══ Reading passage ══

Configure your Collector to gather LangSmith telemetry
As seen in the previous section, the various services in a LangSmith deployment emit telemetry data in the form of logs, metrics and traces. You may already have telemetry collectors set up in your Kubernetes cluster, or would like to deploy one to monitor your application.
This section will show you how to configure an OTel Collector to gather telemetry data from LangSmith. Note that all of the concepts discussed below can be translated to other collectors such as Fluentd or FluentBit.
This section is only applicable for Kubernetes deployments.
Receivers
Logs
As discussed previously, logs are read from the filesystem of the nodes/containers running the application. This is an example for a Sidecar collector to read logs from its own container, excluding noisy logs from non-domain containers. A Sidecar configuration is useful here because we require access to every container's filesystem. A DaemonSet can also be used.
filelog:
exclude:
- "**/otc-container/*.log"
- "**/postgres-metrics-exporter/*.log"
- "**/redis-metrics-exporter/*.log"
include:
- /var/log/pods/${POD_NAMESPACE}_${POD_NAME}_${POD_UID}/*/*.log
include_file_name: false
include_file_path: true
operators:
- id: container-parser
type: container
retry_on_failure:
enabled: true
start_at: end
env:
- name: POD_NAME
valueFrom:
fieldRef:
fieldPath: metadata.name
- name: POD_NAMESPACE
valueFrom:
fieldRef:
fieldPath: metadata.namespace
- name: POD_UID
valueFrom:
fieldRef:
fieldPath: metadata.uid
volumes:
- name: varlogpods
hostPath:
path: /var/log/pods
volumeMounts:
- name: varlogpods
mountPath: /var/log/pods
readOnly: true
This configuration requires 'get', 'list', and 'watch' permissions on pods in the given namespace.

═══

### Exercise instructions
Please rewrite everything from "This section is" down to "also be used." in the LangSmith collector guide, renaming "filesystem" to "file system" throughout.

══ Data listing ══

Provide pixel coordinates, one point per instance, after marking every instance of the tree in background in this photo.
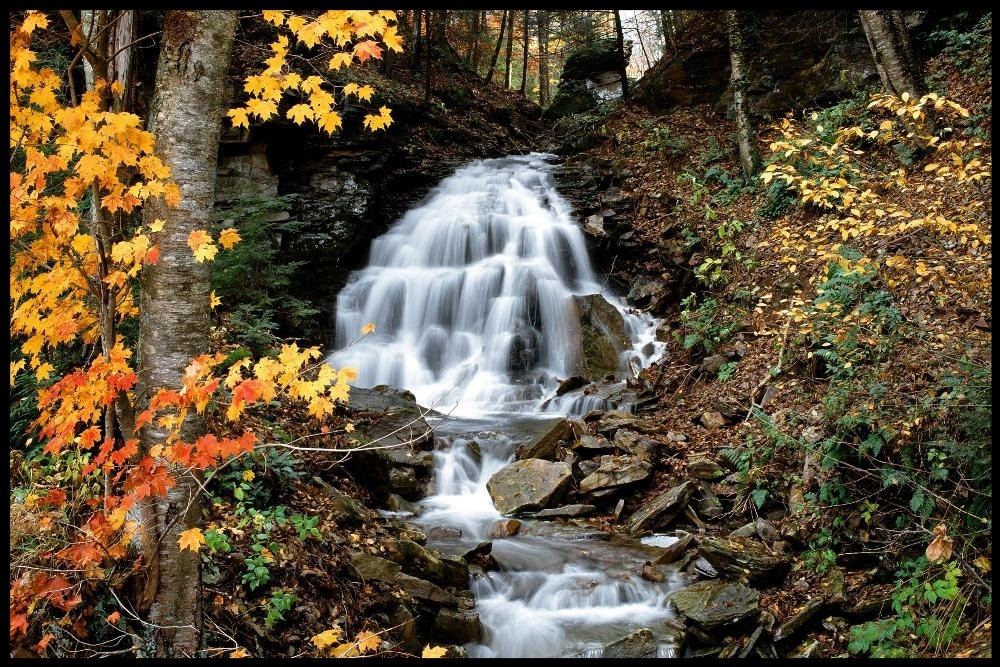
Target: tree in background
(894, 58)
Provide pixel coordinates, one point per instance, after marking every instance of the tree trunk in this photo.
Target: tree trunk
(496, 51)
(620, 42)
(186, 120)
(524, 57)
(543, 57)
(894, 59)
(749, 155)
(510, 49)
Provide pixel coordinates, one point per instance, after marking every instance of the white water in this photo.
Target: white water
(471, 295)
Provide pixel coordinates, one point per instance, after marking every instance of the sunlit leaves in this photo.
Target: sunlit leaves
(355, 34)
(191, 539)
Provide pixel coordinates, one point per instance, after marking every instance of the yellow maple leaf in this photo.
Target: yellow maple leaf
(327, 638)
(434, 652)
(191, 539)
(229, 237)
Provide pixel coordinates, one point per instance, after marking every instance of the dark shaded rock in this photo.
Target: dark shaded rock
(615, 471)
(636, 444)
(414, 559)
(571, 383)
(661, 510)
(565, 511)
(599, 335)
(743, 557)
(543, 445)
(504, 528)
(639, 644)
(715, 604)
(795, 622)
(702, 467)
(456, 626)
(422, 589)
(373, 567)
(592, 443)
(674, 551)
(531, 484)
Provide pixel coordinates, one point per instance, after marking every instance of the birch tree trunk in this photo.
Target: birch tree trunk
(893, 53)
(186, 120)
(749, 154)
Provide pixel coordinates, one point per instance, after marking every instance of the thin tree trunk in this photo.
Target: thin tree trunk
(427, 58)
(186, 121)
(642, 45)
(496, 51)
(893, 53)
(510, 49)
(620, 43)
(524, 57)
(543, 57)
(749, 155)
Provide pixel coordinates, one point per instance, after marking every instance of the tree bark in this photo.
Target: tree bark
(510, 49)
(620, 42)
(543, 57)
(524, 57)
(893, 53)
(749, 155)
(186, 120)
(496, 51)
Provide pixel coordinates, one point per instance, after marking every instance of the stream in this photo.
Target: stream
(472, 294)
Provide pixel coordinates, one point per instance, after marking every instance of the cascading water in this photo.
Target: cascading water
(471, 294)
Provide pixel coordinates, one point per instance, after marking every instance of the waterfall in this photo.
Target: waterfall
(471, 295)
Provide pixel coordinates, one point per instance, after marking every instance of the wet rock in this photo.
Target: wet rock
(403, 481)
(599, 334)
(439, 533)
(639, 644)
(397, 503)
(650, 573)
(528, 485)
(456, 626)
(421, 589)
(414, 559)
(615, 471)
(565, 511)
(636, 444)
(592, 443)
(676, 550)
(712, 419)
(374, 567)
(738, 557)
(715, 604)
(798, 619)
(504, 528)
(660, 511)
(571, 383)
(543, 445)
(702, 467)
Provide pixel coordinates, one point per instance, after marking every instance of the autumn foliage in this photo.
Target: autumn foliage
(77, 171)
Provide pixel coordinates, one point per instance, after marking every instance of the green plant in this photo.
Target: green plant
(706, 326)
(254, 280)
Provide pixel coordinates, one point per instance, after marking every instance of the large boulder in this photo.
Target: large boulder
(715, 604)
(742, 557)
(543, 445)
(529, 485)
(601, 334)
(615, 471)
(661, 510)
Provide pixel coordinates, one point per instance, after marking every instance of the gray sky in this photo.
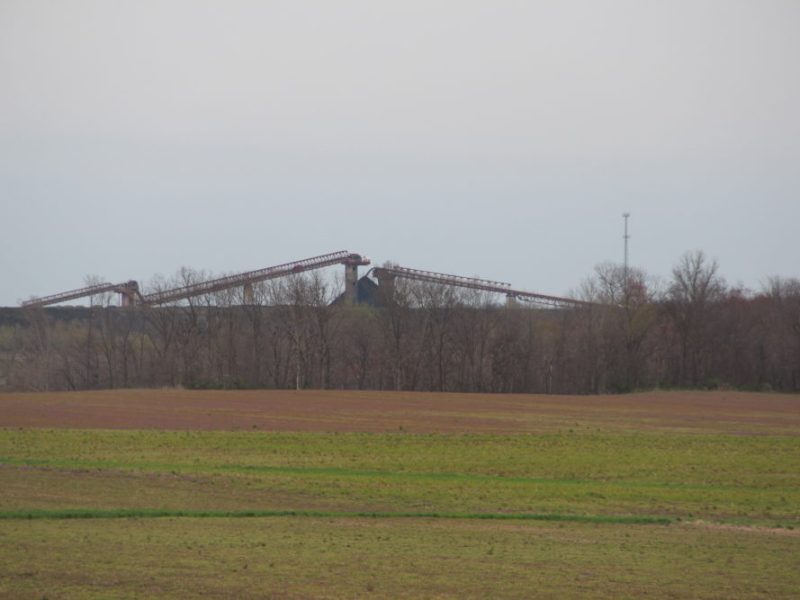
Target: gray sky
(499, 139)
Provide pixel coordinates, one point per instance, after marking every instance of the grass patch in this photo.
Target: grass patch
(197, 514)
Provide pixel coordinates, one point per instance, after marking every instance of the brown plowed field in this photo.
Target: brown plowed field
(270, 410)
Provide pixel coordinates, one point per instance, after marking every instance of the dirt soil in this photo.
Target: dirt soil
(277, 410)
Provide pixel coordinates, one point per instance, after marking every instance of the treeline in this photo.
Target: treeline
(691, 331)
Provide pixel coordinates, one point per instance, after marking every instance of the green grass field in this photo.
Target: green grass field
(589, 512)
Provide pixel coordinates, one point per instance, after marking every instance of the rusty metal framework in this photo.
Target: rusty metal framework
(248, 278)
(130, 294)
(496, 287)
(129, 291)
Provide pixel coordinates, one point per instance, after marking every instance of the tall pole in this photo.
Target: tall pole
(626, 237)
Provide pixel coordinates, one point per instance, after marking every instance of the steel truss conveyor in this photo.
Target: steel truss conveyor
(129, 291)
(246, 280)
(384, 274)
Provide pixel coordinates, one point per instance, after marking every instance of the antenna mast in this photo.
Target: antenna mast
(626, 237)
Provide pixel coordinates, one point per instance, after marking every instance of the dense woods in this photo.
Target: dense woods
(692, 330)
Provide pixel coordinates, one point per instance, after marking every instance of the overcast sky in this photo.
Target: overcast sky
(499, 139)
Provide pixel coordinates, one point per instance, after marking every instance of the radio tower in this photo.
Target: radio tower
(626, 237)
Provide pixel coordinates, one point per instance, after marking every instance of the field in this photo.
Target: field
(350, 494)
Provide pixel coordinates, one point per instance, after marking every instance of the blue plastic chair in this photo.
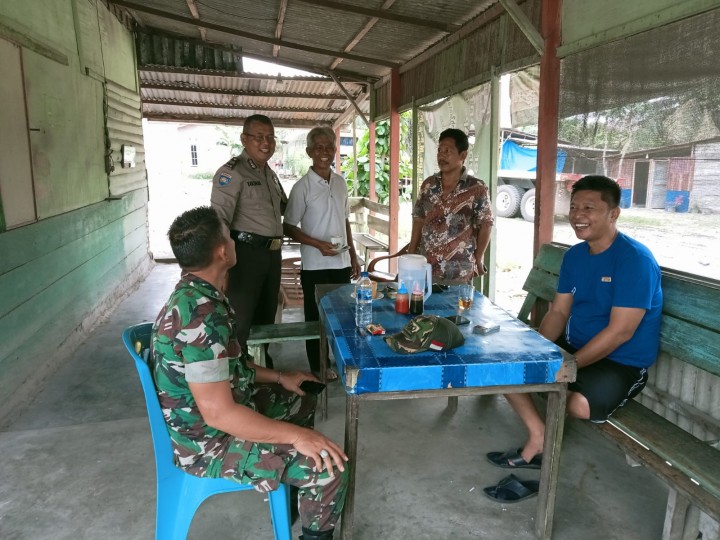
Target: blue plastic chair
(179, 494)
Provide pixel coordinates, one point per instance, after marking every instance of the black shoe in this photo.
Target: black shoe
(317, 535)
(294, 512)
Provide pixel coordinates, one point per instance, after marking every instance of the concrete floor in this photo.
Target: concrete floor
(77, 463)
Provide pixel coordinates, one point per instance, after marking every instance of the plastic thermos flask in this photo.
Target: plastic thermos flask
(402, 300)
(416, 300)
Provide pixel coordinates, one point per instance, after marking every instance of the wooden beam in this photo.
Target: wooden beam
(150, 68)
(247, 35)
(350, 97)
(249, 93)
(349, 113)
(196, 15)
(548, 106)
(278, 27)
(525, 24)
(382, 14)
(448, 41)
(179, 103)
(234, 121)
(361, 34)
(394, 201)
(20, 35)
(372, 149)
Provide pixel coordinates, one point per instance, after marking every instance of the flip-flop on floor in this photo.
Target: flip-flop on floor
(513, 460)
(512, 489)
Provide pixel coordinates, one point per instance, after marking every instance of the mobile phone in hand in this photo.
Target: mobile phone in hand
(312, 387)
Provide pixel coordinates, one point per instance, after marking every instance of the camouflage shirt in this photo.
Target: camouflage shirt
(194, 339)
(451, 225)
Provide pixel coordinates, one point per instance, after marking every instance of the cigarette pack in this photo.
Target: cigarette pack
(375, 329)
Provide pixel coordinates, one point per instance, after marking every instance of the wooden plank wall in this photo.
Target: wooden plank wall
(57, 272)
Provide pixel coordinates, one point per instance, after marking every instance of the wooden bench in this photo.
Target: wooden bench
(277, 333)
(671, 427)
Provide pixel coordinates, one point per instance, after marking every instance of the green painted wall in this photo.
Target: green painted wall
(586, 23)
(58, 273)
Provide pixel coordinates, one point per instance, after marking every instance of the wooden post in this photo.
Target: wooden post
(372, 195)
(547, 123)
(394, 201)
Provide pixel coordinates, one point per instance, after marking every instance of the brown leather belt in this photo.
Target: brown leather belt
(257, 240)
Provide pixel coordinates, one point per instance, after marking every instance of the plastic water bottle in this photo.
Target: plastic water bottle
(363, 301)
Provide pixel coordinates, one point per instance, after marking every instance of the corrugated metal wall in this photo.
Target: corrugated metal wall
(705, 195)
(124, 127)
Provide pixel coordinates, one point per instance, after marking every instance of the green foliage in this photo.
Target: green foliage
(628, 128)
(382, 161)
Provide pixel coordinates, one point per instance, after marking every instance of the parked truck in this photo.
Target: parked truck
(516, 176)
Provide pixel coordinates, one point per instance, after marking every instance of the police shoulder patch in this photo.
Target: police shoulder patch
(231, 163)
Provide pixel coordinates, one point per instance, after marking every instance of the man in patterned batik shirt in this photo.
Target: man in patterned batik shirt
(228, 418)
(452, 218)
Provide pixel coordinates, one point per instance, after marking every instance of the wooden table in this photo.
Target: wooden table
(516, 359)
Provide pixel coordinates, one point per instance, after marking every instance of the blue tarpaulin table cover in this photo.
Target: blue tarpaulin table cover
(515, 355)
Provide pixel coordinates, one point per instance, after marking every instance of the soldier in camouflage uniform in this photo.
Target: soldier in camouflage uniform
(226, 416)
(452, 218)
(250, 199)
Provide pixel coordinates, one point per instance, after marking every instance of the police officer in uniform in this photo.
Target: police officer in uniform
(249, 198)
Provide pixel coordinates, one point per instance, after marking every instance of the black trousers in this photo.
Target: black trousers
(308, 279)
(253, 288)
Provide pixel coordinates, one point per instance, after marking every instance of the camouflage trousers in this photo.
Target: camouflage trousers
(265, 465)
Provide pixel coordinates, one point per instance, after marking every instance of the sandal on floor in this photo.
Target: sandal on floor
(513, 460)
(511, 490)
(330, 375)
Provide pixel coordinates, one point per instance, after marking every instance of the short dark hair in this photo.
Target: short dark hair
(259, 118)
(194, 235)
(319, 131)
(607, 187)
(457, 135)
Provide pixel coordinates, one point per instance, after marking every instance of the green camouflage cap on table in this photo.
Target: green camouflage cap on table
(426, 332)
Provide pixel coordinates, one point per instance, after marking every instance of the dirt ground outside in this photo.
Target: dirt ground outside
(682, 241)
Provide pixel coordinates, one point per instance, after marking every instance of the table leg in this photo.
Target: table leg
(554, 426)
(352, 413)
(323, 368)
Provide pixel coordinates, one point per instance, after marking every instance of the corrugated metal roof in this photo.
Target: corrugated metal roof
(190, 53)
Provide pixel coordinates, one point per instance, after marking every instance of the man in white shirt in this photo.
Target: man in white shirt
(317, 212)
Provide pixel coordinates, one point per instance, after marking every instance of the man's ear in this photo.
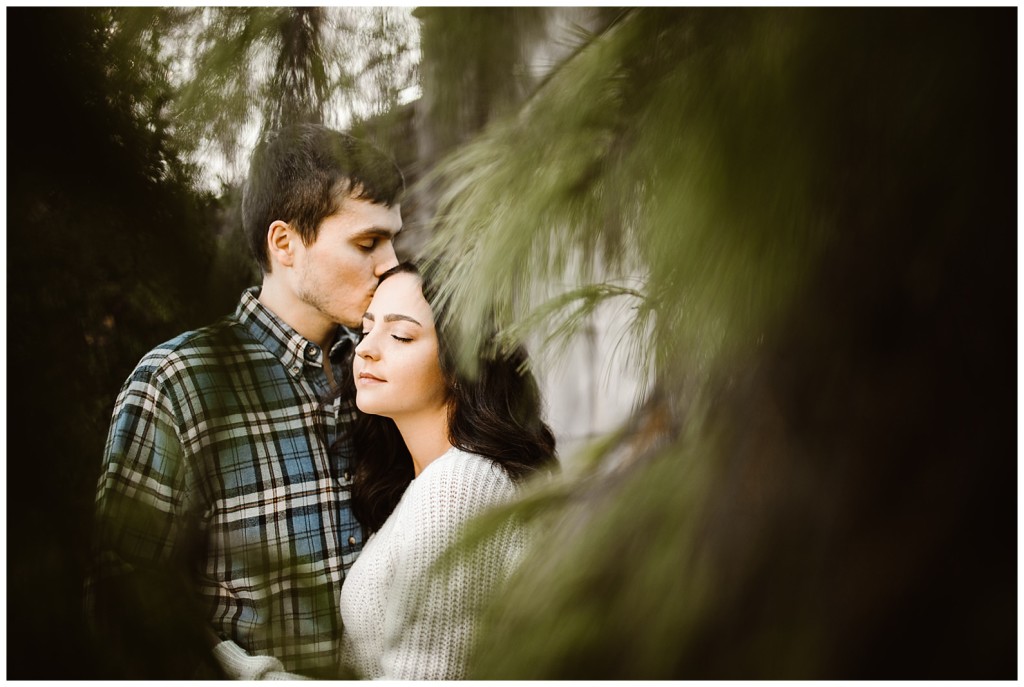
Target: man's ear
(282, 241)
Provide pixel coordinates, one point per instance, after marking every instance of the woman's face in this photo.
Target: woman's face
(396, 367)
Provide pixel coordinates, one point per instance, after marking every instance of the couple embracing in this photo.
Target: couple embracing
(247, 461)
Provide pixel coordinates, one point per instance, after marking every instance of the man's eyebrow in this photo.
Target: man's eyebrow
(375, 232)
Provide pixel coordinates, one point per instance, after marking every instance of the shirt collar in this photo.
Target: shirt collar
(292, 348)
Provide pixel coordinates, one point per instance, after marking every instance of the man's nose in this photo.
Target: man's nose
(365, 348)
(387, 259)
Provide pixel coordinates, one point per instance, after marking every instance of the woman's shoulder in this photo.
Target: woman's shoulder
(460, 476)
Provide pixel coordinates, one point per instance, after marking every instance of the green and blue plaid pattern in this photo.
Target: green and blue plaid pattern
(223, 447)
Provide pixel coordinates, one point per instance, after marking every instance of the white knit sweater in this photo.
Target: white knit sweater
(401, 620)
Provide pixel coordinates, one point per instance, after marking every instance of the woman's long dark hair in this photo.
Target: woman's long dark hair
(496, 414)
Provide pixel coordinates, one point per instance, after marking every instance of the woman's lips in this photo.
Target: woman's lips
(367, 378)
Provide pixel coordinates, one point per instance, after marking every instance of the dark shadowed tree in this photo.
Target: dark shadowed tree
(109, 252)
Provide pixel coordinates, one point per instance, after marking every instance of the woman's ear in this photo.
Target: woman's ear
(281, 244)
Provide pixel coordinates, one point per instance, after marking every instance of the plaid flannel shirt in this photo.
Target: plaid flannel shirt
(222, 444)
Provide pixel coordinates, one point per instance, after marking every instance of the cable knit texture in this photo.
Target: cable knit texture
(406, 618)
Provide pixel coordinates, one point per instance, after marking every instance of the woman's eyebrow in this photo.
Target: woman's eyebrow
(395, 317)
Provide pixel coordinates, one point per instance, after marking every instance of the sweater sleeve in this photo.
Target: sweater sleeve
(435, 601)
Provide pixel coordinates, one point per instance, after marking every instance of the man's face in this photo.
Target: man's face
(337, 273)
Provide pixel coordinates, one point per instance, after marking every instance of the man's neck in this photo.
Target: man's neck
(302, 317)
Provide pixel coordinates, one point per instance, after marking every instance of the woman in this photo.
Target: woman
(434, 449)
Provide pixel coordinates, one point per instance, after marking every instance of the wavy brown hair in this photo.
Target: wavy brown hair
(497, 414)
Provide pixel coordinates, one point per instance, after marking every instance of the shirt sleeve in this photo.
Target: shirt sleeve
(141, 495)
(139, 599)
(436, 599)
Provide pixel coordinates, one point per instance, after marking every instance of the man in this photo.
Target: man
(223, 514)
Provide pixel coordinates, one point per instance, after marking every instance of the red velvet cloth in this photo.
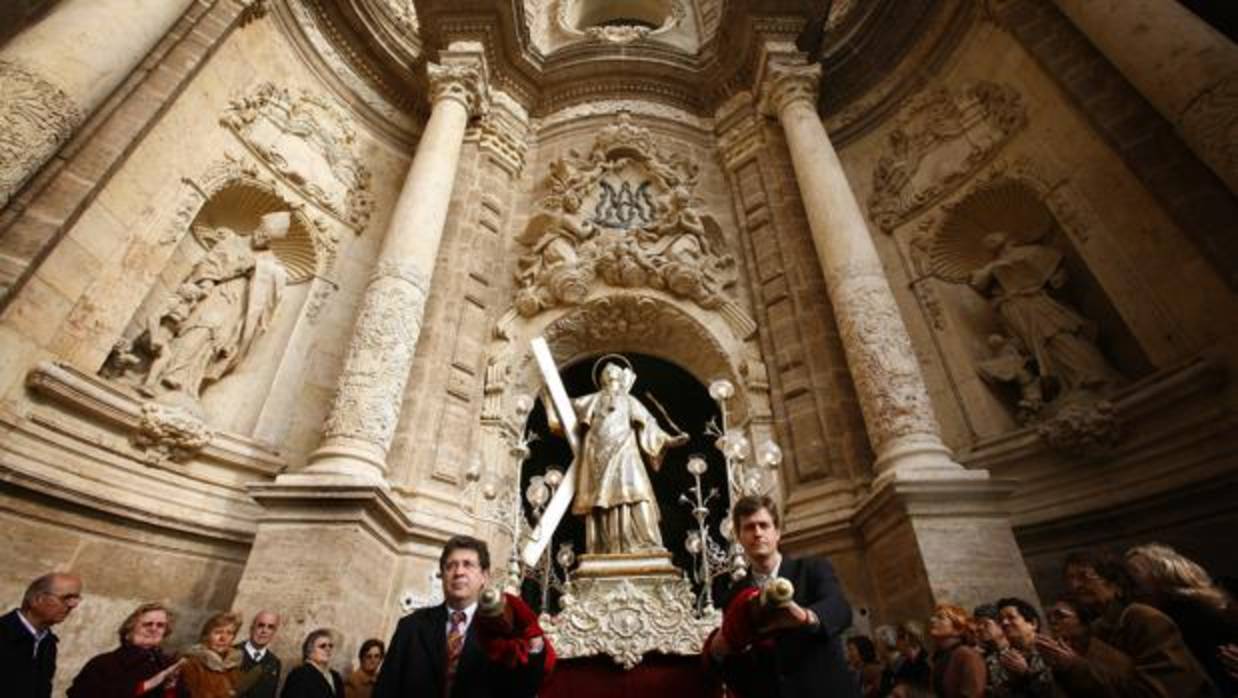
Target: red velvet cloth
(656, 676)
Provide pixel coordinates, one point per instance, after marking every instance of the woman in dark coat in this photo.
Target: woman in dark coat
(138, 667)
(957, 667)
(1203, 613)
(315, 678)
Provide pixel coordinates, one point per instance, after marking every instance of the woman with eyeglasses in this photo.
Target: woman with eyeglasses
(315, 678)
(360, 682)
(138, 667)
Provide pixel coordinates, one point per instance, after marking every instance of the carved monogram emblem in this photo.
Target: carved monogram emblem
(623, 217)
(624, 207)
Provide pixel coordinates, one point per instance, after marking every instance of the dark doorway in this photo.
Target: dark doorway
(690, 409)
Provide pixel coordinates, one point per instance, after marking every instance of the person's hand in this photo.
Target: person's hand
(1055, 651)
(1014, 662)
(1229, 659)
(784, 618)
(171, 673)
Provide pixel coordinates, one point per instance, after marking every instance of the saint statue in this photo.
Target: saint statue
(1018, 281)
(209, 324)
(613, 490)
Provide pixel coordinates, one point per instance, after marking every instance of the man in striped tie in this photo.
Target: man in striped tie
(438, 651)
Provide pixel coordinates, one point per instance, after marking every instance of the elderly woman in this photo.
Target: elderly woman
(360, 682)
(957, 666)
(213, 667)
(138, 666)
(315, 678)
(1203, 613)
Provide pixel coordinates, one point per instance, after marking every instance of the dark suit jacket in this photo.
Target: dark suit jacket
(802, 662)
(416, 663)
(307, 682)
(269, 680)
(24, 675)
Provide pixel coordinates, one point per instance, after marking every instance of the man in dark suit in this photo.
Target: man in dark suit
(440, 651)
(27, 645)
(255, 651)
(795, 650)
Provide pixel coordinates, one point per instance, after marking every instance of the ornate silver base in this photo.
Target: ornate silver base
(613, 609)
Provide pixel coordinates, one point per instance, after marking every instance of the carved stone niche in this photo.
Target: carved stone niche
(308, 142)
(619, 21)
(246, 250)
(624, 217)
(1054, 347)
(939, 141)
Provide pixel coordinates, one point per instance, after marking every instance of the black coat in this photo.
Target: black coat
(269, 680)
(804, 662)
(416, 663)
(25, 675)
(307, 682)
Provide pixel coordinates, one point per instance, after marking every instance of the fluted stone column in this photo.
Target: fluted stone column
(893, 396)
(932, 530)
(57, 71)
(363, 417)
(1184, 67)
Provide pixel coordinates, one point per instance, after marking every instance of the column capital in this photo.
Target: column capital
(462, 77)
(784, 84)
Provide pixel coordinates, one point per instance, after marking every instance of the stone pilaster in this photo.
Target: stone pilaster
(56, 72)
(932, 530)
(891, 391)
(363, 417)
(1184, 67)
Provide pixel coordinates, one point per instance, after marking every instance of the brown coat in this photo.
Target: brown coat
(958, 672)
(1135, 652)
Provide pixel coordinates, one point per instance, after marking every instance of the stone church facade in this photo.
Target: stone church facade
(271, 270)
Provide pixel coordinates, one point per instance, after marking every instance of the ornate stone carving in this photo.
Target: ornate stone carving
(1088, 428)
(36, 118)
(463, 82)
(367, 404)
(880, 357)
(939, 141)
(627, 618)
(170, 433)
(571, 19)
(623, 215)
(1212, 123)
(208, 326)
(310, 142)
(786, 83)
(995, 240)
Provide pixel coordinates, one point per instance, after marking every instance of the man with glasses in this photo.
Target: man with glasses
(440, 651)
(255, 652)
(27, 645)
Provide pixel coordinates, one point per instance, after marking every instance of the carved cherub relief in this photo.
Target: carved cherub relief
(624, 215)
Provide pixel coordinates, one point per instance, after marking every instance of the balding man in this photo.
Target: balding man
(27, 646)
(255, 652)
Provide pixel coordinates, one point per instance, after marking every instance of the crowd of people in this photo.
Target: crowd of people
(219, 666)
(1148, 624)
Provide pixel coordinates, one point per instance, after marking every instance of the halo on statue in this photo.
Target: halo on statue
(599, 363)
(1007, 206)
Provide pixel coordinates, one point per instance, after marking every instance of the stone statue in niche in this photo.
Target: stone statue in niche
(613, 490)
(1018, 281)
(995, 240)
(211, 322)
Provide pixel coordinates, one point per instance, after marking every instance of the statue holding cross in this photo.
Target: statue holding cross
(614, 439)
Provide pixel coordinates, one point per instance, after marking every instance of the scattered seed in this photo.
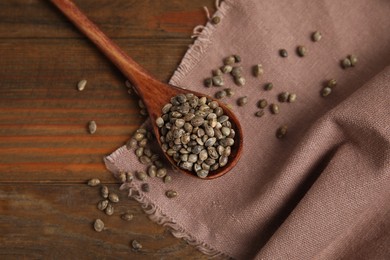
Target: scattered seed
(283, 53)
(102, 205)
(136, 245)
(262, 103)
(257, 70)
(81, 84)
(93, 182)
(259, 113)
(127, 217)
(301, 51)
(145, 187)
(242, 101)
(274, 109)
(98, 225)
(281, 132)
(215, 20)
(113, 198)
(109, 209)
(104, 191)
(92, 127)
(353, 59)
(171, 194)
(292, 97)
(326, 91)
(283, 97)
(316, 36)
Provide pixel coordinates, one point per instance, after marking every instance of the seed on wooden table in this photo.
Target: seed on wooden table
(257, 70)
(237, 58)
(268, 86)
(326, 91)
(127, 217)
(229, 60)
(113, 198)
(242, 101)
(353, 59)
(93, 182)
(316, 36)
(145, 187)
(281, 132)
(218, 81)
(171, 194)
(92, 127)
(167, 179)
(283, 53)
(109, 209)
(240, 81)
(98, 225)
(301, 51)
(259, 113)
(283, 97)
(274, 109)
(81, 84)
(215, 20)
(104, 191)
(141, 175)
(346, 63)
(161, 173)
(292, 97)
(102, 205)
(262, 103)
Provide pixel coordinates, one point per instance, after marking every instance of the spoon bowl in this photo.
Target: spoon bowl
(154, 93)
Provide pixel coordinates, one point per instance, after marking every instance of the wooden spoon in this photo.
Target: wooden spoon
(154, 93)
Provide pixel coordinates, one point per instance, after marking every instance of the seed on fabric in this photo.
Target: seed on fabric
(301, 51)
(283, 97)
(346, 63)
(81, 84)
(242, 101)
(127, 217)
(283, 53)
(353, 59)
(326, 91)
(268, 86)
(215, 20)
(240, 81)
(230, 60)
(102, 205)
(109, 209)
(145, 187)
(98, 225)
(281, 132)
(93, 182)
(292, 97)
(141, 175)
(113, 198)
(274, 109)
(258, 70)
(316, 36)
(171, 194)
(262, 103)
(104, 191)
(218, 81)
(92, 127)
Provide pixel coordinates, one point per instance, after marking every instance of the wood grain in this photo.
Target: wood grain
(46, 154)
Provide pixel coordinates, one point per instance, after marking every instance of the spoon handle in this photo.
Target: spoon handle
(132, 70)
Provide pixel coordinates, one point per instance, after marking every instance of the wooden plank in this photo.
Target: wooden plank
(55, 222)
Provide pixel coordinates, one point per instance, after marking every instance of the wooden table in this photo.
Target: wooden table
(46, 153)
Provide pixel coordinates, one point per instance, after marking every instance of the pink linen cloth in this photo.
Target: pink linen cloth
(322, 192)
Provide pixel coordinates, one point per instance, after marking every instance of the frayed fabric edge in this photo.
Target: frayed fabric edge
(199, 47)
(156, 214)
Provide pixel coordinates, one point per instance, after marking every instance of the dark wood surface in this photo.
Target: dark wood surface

═══

### Problem solution
This section is only applicable for Kubernetes deployments.
Receivers
Logs
As discussed previously, logs are read from the file system of the nodes/containers running the application. This is an example for a Sidecar collector to read logs from its own container, excluding noisy logs from non-domain containers. A Sidecar configuration is useful here because we require access to every container's file system. A DaemonSet can also be used.